### [TASK DIRECTIONS]
Locate the line that contains "of the rubber". Print it and every subsequent line through the final line of the records, exactly and only those.

▼

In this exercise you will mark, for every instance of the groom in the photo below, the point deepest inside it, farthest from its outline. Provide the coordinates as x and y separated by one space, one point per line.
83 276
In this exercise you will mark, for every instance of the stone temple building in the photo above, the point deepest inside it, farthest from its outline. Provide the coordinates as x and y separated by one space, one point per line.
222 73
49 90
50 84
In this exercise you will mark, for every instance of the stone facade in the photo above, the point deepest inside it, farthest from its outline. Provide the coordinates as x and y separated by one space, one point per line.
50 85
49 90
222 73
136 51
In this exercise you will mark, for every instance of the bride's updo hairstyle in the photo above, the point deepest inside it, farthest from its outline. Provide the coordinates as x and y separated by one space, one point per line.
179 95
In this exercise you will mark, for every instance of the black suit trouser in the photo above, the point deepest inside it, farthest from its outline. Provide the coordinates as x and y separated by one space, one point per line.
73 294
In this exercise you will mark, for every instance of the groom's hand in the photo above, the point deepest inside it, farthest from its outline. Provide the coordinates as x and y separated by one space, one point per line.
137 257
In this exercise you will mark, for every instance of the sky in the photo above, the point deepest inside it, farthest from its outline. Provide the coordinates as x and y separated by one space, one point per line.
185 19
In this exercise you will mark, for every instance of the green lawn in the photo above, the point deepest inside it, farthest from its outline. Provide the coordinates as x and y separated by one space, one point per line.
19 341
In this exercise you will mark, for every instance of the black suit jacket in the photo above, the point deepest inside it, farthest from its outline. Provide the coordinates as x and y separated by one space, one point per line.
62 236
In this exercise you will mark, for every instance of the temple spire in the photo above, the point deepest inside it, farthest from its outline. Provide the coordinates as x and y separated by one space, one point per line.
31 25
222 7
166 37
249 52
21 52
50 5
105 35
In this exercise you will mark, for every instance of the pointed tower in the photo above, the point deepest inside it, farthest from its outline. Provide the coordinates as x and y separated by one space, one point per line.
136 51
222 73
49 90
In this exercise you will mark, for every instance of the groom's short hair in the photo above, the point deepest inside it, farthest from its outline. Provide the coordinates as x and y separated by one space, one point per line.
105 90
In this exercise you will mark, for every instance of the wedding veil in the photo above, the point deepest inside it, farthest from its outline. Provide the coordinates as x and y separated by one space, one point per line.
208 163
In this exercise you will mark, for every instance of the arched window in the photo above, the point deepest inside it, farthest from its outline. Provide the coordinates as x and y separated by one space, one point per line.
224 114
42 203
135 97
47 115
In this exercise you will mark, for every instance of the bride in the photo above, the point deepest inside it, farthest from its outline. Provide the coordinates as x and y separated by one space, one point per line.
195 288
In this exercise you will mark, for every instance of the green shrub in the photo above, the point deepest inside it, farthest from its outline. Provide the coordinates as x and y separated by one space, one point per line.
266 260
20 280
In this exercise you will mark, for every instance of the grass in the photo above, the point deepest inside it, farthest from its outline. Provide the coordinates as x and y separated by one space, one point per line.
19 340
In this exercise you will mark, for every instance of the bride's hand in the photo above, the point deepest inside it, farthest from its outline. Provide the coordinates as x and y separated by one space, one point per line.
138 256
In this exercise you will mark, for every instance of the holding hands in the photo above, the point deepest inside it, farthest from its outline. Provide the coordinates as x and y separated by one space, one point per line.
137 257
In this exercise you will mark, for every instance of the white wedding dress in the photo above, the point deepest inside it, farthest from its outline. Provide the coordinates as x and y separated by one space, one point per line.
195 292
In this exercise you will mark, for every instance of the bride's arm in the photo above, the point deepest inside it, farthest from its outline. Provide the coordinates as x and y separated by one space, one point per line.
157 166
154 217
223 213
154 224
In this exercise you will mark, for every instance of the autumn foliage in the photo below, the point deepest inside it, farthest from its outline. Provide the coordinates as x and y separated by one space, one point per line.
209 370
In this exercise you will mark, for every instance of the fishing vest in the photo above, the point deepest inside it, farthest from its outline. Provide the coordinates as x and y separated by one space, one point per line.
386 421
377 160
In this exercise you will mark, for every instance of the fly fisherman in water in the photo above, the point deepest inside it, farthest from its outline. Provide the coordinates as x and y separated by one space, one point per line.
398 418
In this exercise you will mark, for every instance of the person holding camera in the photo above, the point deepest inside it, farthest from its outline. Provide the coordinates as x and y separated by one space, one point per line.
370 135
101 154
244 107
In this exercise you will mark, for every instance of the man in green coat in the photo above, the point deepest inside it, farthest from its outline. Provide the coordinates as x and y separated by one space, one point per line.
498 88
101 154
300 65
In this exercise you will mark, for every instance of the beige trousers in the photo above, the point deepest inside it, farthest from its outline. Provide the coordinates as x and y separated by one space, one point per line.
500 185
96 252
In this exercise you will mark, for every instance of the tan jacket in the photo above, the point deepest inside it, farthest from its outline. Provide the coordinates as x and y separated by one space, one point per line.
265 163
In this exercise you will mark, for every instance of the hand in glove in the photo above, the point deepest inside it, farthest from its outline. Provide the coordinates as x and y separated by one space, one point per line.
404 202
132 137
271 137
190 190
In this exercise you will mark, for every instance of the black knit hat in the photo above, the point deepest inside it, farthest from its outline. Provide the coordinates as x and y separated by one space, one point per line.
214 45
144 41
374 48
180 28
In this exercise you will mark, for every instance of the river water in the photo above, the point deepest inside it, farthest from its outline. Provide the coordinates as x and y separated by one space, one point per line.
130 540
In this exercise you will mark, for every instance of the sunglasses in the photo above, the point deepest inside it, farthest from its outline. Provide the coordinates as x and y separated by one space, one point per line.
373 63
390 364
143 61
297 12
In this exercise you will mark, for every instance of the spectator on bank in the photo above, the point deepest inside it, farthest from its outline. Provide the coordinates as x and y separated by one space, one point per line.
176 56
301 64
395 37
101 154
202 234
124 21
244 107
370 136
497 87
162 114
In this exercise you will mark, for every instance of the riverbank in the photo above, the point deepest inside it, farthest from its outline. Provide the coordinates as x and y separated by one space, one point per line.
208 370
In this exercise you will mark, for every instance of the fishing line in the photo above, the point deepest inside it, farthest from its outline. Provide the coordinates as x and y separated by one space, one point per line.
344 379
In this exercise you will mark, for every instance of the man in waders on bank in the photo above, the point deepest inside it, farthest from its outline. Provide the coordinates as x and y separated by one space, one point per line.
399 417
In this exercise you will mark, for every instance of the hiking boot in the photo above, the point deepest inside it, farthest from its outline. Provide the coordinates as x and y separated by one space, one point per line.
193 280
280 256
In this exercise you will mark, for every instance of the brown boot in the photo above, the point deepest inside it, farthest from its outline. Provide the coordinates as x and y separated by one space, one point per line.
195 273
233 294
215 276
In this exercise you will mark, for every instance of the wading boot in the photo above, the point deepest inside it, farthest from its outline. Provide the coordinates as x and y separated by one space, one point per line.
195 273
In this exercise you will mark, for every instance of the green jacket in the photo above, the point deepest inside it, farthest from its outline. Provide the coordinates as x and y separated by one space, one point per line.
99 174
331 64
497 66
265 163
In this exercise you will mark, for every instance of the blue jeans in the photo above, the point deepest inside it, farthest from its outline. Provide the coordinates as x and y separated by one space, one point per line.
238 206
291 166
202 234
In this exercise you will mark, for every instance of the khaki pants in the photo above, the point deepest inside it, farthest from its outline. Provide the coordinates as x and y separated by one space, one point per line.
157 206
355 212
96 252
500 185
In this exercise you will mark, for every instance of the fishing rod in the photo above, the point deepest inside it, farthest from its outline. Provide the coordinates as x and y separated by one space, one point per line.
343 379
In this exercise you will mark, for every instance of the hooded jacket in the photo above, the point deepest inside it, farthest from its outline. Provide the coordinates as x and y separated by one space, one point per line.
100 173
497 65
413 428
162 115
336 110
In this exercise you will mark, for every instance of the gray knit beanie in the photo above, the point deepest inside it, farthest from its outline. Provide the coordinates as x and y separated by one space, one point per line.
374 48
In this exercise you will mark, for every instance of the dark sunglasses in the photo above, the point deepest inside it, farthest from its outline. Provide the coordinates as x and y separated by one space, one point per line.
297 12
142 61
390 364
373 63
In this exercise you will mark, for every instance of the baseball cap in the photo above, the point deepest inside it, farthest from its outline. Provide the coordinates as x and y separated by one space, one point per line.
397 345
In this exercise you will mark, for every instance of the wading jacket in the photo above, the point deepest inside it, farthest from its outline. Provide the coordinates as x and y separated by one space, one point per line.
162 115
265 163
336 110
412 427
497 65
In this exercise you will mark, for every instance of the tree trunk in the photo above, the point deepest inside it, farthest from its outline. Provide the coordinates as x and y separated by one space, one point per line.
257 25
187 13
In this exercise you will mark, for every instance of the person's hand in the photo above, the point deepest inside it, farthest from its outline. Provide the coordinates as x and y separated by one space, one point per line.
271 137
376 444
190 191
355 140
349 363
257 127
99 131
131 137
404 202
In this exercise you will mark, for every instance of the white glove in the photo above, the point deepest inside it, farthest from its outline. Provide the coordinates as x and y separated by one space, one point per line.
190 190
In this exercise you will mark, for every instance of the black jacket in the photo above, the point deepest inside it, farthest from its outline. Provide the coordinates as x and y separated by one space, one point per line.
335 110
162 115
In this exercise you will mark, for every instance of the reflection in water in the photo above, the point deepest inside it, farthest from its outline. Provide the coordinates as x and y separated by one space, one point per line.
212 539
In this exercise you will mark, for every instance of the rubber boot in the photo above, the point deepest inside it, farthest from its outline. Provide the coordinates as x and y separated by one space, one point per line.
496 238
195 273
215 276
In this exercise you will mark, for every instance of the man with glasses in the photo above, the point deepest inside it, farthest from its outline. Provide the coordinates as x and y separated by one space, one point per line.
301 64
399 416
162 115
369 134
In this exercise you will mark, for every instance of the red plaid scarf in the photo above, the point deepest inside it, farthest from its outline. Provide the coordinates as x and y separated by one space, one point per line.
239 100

▲

### [ANSWER BELOW]
In this exercise you will mark, for every instance of the rubber boot in the photo above, the point deepest inside it, farthest from its outline. Provide the coordinates as x and y separated by one space, one point per line.
496 238
195 273
215 276
In this exercise you will mark, for every instance of the man with glasses in the photo above, the point deepest inside it, farthest from its outline. Provide the coordinates as x and y separated by one space, one point per line.
301 64
399 416
162 115
369 134
In this exercise you will mark, for every instance of the red plaid scarf in the photo above, the point deepest inside it, farthest from its outline. Provide the coordinates as x and y separated by one space, one point per line.
239 100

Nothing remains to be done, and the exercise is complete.